_Exercise description:_
Repeat every record below exactly, but leave out any pictures.

_Dataset excerpts:_
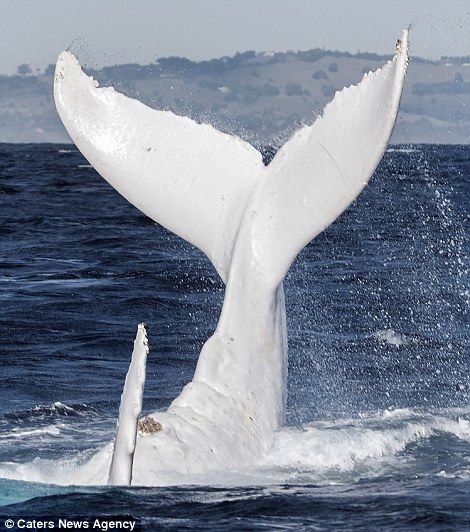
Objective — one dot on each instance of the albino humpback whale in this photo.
(213, 190)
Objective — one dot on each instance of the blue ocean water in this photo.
(379, 360)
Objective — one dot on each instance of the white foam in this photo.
(319, 452)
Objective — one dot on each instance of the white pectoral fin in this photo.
(318, 173)
(188, 177)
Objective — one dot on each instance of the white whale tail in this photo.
(213, 190)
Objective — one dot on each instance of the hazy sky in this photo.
(117, 31)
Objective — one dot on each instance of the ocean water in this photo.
(378, 432)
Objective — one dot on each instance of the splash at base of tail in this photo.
(213, 190)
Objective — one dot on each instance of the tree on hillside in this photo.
(24, 70)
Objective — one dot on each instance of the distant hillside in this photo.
(260, 96)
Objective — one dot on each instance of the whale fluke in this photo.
(213, 190)
(120, 471)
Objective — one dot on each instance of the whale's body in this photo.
(213, 190)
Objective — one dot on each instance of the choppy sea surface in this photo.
(377, 308)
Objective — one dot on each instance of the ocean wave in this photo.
(369, 446)
(57, 409)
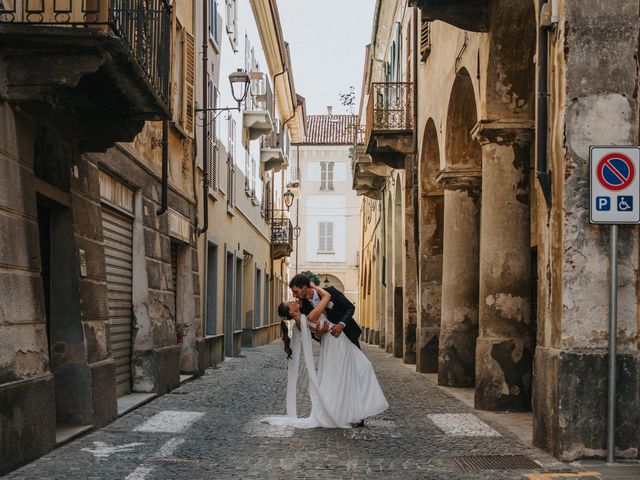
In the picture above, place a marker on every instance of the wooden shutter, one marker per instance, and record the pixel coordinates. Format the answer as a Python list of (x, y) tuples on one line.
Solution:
[(189, 81), (322, 238), (231, 163), (409, 46), (425, 38), (323, 175), (330, 175), (212, 141)]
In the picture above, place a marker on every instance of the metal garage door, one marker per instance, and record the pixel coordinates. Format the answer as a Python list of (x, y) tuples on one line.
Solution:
[(118, 236)]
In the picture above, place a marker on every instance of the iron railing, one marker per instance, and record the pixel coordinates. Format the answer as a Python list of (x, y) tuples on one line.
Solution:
[(390, 108), (144, 26), (277, 139), (261, 94), (281, 232)]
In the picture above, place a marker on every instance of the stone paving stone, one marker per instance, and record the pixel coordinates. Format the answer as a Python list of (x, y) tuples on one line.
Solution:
[(229, 442)]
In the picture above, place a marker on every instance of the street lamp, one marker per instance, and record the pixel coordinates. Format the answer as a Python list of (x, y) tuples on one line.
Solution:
[(288, 198), (240, 82)]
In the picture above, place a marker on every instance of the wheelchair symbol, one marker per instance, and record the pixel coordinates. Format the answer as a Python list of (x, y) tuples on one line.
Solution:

_Answer for the task:_
Objective — one dot on each instance of the albino humpback whale in this photo.
(213, 190)
Objective — one dot on each instance of the blue ocean water in this photo.
(379, 360)
Objective — one dot on each instance of the white foam in this photo.
(319, 452)
Objective — one dot on each instance of the white pectoral fin in this photo.
(318, 173)
(188, 177)
Objective — one dot on each instance of the white whale tail in this photo.
(213, 190)
Objective — one dot on each instance of the hazy sky in this photo.
(117, 31)
Objective — one dot on each instance of the ocean water in this photo.
(378, 432)
Objective — one dot on each instance of the splash at base of tail in this photo.
(213, 190)
Objective — one dot on each instance of the tree on hillside in this photo.
(24, 70)
Objective — one dot on each instance of the distant hillside in this photo.
(260, 96)
Objective — one dot on each instance of the whale fluke in this photo.
(213, 190)
(120, 471)
Objective — one dot on each instance of the whale's body in this photo.
(213, 190)
Objective — one dot on each instance of the choppy sea surface in this photo.
(377, 308)
Objective — one dot on each instance of the ocean wave in this photo.
(369, 446)
(57, 409)
In the picture above, place a marker on every instance of the wooden shutter, one marker per instance, and record the pixel coordinates. Format the answer as a Python list of (x, y) tuples on one line.
Solution:
[(189, 81), (322, 238), (231, 163), (409, 46), (425, 38), (323, 175), (330, 175), (212, 141)]
In the picture above, place a marker on every instance of the metal garage door, one marker per instance, and record the pixel coordinates. Format the answer as a Python list of (x, y) tuples on one line.
Solution:
[(118, 236)]
In the picture above, place a marker on every instance of the iron railing, one marker per instance, and record the pixel coordinates. Format the answer as a Python list of (x, y) tuples on one line.
Solution:
[(390, 108), (144, 26), (277, 139), (261, 94), (281, 232)]
In the picture above, place a marker on every instance of the stone paving stone, one marker per instance, and record the pixel coordinates. Format the answer as a Python list of (x, y) tuples on one line.
Solution:
[(229, 442)]
In the picture above, place a marker on every instance of the street lamp, one marker per instance, and record the pixel coordinates. Format the answer as a Python list of (x, y) tuples on one line.
Solution:
[(288, 198), (240, 82)]
In the picture above, place a marker on every instance of the wheelchair symbol, one marker per instance, and record the pixel coordinates. Format the answer as a Python list of (x, y) tuples on one line.
Solution:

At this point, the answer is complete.